EXERCISE BRIEF
Write the data out again exactly, dropping any images it holds.
>> BEGIN PROVIDED DATA
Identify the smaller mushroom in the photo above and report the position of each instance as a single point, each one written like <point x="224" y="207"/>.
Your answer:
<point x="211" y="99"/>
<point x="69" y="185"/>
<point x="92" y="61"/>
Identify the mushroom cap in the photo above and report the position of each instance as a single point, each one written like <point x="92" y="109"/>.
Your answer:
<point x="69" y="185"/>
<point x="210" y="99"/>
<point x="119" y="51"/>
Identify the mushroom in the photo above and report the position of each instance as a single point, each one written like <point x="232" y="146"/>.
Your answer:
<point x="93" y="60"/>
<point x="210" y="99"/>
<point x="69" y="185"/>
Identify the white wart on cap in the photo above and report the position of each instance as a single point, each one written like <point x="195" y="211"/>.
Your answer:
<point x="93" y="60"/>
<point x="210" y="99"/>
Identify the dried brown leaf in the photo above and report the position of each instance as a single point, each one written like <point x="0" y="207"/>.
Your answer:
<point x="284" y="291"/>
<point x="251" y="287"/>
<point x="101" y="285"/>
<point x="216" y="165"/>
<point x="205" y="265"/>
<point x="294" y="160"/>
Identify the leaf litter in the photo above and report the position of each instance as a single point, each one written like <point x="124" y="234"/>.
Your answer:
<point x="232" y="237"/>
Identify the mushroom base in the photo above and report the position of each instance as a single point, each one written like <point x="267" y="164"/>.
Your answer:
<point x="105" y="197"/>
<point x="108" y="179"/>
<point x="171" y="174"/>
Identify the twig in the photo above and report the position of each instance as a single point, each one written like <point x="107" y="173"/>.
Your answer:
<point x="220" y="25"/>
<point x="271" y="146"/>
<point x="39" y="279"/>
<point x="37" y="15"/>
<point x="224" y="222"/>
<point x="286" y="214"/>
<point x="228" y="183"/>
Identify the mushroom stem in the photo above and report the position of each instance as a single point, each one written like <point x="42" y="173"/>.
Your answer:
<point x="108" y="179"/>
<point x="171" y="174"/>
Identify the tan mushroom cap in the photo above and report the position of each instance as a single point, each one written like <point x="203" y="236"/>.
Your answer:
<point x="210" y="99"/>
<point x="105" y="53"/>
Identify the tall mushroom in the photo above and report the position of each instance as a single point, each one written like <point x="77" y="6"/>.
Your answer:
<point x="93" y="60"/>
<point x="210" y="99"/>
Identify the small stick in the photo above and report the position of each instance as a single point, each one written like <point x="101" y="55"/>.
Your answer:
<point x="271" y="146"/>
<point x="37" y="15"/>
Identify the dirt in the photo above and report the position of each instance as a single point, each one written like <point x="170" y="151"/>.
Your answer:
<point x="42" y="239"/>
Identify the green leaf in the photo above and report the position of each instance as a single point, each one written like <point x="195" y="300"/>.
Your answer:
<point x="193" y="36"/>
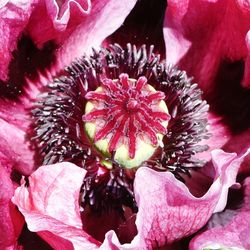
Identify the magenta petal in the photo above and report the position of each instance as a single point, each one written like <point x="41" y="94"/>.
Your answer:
<point x="14" y="17"/>
<point x="234" y="234"/>
<point x="246" y="80"/>
<point x="11" y="220"/>
<point x="76" y="26"/>
<point x="200" y="34"/>
<point x="50" y="206"/>
<point x="15" y="151"/>
<point x="168" y="211"/>
<point x="104" y="18"/>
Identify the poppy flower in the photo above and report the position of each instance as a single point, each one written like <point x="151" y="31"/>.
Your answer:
<point x="112" y="146"/>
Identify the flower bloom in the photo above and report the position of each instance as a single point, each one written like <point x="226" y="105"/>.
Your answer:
<point x="115" y="133"/>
>> END PROVIDED DATA
TASK SOLUTION
Identify the smaller mushroom in the photo above and report the position of each instance as a single point, each one written like <point x="224" y="207"/>.
Your answer:
<point x="211" y="99"/>
<point x="69" y="185"/>
<point x="92" y="61"/>
Identify the mushroom cap in the photo above and report the position of each instance as a single point, each one written like <point x="92" y="109"/>.
Your answer:
<point x="69" y="185"/>
<point x="210" y="99"/>
<point x="119" y="51"/>
Identify the mushroom in the photo above and report the position of each instance as a single point, each one written like <point x="232" y="146"/>.
Your answer:
<point x="93" y="60"/>
<point x="210" y="99"/>
<point x="69" y="185"/>
Identify the white wart on cap in the photo above and report the position of each instance as a single point, each one written like <point x="195" y="211"/>.
Your answer:
<point x="93" y="60"/>
<point x="210" y="99"/>
Identify the dried brown leaf in the photo above and report the position of each instance as a single point, each one written like <point x="0" y="207"/>.
Your answer:
<point x="284" y="291"/>
<point x="251" y="287"/>
<point x="101" y="285"/>
<point x="216" y="165"/>
<point x="205" y="265"/>
<point x="294" y="160"/>
Identify the leaf litter in the photo above and report the position of each instance as a single point, each one written like <point x="124" y="234"/>.
Your answer:
<point x="232" y="237"/>
Identify the mushroom base in the photo above and report the position of each instance as a single point, each one written like <point x="267" y="164"/>.
Your answer:
<point x="105" y="197"/>
<point x="108" y="179"/>
<point x="171" y="174"/>
Identify the twig in the photo above and report the position of each instance as a single point, each one written like <point x="107" y="173"/>.
Your answer:
<point x="220" y="25"/>
<point x="271" y="146"/>
<point x="39" y="279"/>
<point x="37" y="15"/>
<point x="224" y="222"/>
<point x="286" y="214"/>
<point x="228" y="183"/>
Identify the mushroom stem in the photo above and report the position of each instance as a single point, each one written like <point x="42" y="173"/>.
Your answer:
<point x="108" y="179"/>
<point x="171" y="174"/>
Identify the tan mushroom cap in the photo above and report the position of each instance as a single point, each one written like <point x="203" y="236"/>.
Your answer:
<point x="210" y="99"/>
<point x="105" y="53"/>
Identify the tall mushroom in the photo above and report the position of each instance as a single point, each one written like <point x="77" y="6"/>.
Your answer:
<point x="93" y="60"/>
<point x="210" y="99"/>
Identify the small stick in the photo above and report the position of each instance as a single point, each one written like <point x="101" y="55"/>.
Your answer:
<point x="271" y="146"/>
<point x="37" y="15"/>
Identify the dirt in the photo above and report the position of each instance as a single point, each one written like <point x="170" y="151"/>.
Your answer:
<point x="42" y="239"/>
Identify the green leaf in the photo above and report the position of each instance as a single point, each one written like <point x="195" y="300"/>.
Your answer:
<point x="193" y="36"/>
Identify the magenta petal in the photo above and report the position of each instance as a single point, each one written like <point x="41" y="94"/>.
Your answer:
<point x="14" y="17"/>
<point x="234" y="234"/>
<point x="246" y="80"/>
<point x="11" y="220"/>
<point x="76" y="26"/>
<point x="200" y="34"/>
<point x="50" y="206"/>
<point x="15" y="151"/>
<point x="168" y="211"/>
<point x="104" y="18"/>
Identify the poppy flower in the photo above and report the position of each instance as a single point, each one written like <point x="151" y="31"/>.
Your answer:
<point x="112" y="146"/>
Identify the flower bloom in the photo above and report the position of each instance as a single point, each one written like <point x="226" y="105"/>.
Your answer:
<point x="115" y="133"/>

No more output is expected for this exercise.